• OBJETIVO DECLARADO A:
No texto sobre a visita das académicas galegas ao Brasil, por que motivo Concha Rousia abre a sua intervenção evocando Ernesto Guerra da Cal? Responda em uma a três frases.
• OBJETIVO DECLARADO B:
Responda a estas perguntas sobre o texto da visita das académicas galegas ao Brasil:
(i) A que horas começou o encontro na Academia Brasileira de Letras?
(ii) Que documento foi assinado no Real Gabinete Português de Leitura?
(iii) Em que datas vai decorrer o Colóquio da Lusofonia?
• OBJETIVO DECLARADO C:
Prossiga o texto sobre a visita das académicas galegas ao Brasil a partir da última frase apresentada.

• TEXTO FORNECIDO:
_ _ _

As académicas galegas participaram, em 29 de março, num ato na Academia Brasileira de Letras, no Rio de Janeiro, onde foram recebidas junto da comitiva dos Colóquios da Lusofonia pelo Presidente da ABL, Marcos Vilaça, e o gramático e lexicólogo Evanildo Bechara.
O encontro, com numeroso público assistente, começou às 14 horas com as intervenções de Chrys Chrystello, Presidente da Comissão Executiva dos Colóquios da Lusofonia, Concha Rousia, da Academia Galega da Língua Portuguesa, e Malaca Casteleiro, da Academia das Ciências de Lisboa. A intervenção galega levou por título "A participação galega nos Acordos Ortográficos: Poder e responsabilidade".
Essa mesma tarde, dirigiram-se para o Real Gabinete Português de Leitura, a mais antiga instituição cultural do Brasil (1837), onde assinaram o Protocolo de Colaboração e Apoio Recíproco entre a AGLP e o RGPL. O evento incluiu um recitado de poemas de Rosalia de Castro, Guerra da Cal e da própria autora, Concha Rousia, acompanhada da guitarrra de Isabel Rei.
A viagem das académicas galegas vai conduzi-las a Florianópolis, onde terá lugar em 31 de março, no Instituto Federal de Santa Catarina, a Sessão Inaugural do Instituto Cultural Brasil-Galiza, organismo binacional com a presença da presidente brasileira, Silmara Annunciato, e Concha Rousia (presidente galega). Será apresentado também o programa de atividades, que inclui uma "Exposição da Cultura Galega", com painéis explicativos sobre história, arte, música, literatura, política, economia e língua, que irá sendo levado por diversos estados do Brasil.
O programa inclui outros encontros e palestras em várias instituições, como a Universidade Federal de Santa Catarina, e intervenções no Colóquio da Lusofonia, que vai ter lugar de 5 a 9 de abril.
A participação galega nos Acordos Ortográficos
Intervenção de Concha Rousia na Academia Brasileira de Letras
Rio de Janeiro, 29 de março de 2010
Exmo. Sr. Presidente da Academia Brasileira de Letras, Prof. Marcos Vilaça; Exmo. Sr. Prof. Evanildo Bechara e demais académicos brasileiros; caros professores Malaca Casteleiro e Chrys Chrystello, prezados colegas, Senhoras e Senhores:
Agradeço, em nome da Academia Galega da Língua Portuguesa, o convite para participar neste ato numa instituição de tanta importância não só para o Brasil, como também para a nossa língua comum. Começo a minha intervenção lembrando e honrando a memória de Ernesto Guerra da Cal que foi, no Brasil, o maior defensor da dignificação da língua e cultura da Galiza, através da sua reintegração no português comum.

_ _ _

• MATERIAL:
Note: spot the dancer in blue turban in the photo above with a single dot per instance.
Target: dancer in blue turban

_ _ _

• RESPOSTA A:
Concha Rousia evoca Ernesto Guerra da Cal porque ele foi, no Brasil, o maior defensor da dignificação da língua e cultura da Galiza, através da sua reintegração no português comum.

• RESPOSTA B:
(i) Às 14 horas.
(ii) O Protocolo de Colaboração e Apoio Recíproco entre a AGLP e o RGPL.
(iii) De 5 a 9 de abril.

• RESPOSTA C:
Conforme às informações da tese de doutoramento de Joel Gomes, recentemente apresentada na Universidade de Santiago, o nosso saudoso professor intervinha na Academia Brasileira de Letras em agosto de 1959, provavelmente nesta mesma sala, lendo um poema intitulado “Colóquio”. Em 17 de agosto desse ano recebia a medalha de Doutor Honoris Causa pela Universidade da Bahia, na altura da sua participação no IV Colóquio Internacional de Estudos Luso-Brasileiros. Ernesto Guerra da Cal foi convidado para ser um dos partícipes ao Acordo Ortográfico de 1986, tanto por Portugal como por Brasil. Na altura, ele aceitou assistir aos encontros na sua condição de galego, mas delegou no professor Isaac Alonso Estraviz, integrado na Comissão Galega, que assistiu às reuniões na Academia Brasileira de Letras junto de Adela Figueroa e José Luís Fontenla. A Comissão para a Integração da Língua da Galiza no Acordo de Ortografia Unificada, constituída em 1985, e presidida por Guerra da Cal e Jenaro Marinhas del Valle, estava integrada também por outras personalidades da vida pública como Paz Andrade, e associações culturais lusófonas.
Em 1 de outubro de 1990 Manuel Jacinto Nunes, presidente da Academia das Ciências de Lisboa, enviava carta à Comissão Galega solicitando “a presença de dois representantes galegos, para tomarem parte, como observadores, na mencionada reunião em Lisboa, de 8 a 12 de outubro de 1990”. A Delegação da Galiza no Acordo de Lisboa esteve integrada por José Luís Fontenla, Vice-Presidente Primeiro, e António Gil, Vice-Presidente Segundo da Comissão. Fontenla e Gil representaram o nosso país na condição de observadores, colaborando na redação do texto.
Como sabemos, o artigo 2 do Preâmbulo do Acordo Ortográfico indica: Os Estados signatários tomarão, através das instituições e órgãos competentes, as providências necessárias com vista à elaboração, até 1 de Janeiro de 1993, de um vocabulário ortográfico comum da língua portuguesa, tão completo quanto desejável e tão normalizador quanto possível, no que se refere às terminologias científicas e técnicas.
Em 1 de dezembro de 2007 criava-se em Santiago de Compostela a Associação Cultural Pró AGLP participando o seu presidente, Ângelo Cristóvão, em 7 de abril de 2008, na Conferência Internacional de Lisboa sobre o Acordo Ortográfico, realizada na Assembleia da República, em que também estiveram presentes outras entidades galegas (AGAL, MDL e ASPG-P) que compartilham igual conceção da língua comum e da Lusofonia. Desta forma, dava continuidade à posição galega a favor da unidade da língua, manifestada nos Acordos do Rio de Janeiro e Lisboa.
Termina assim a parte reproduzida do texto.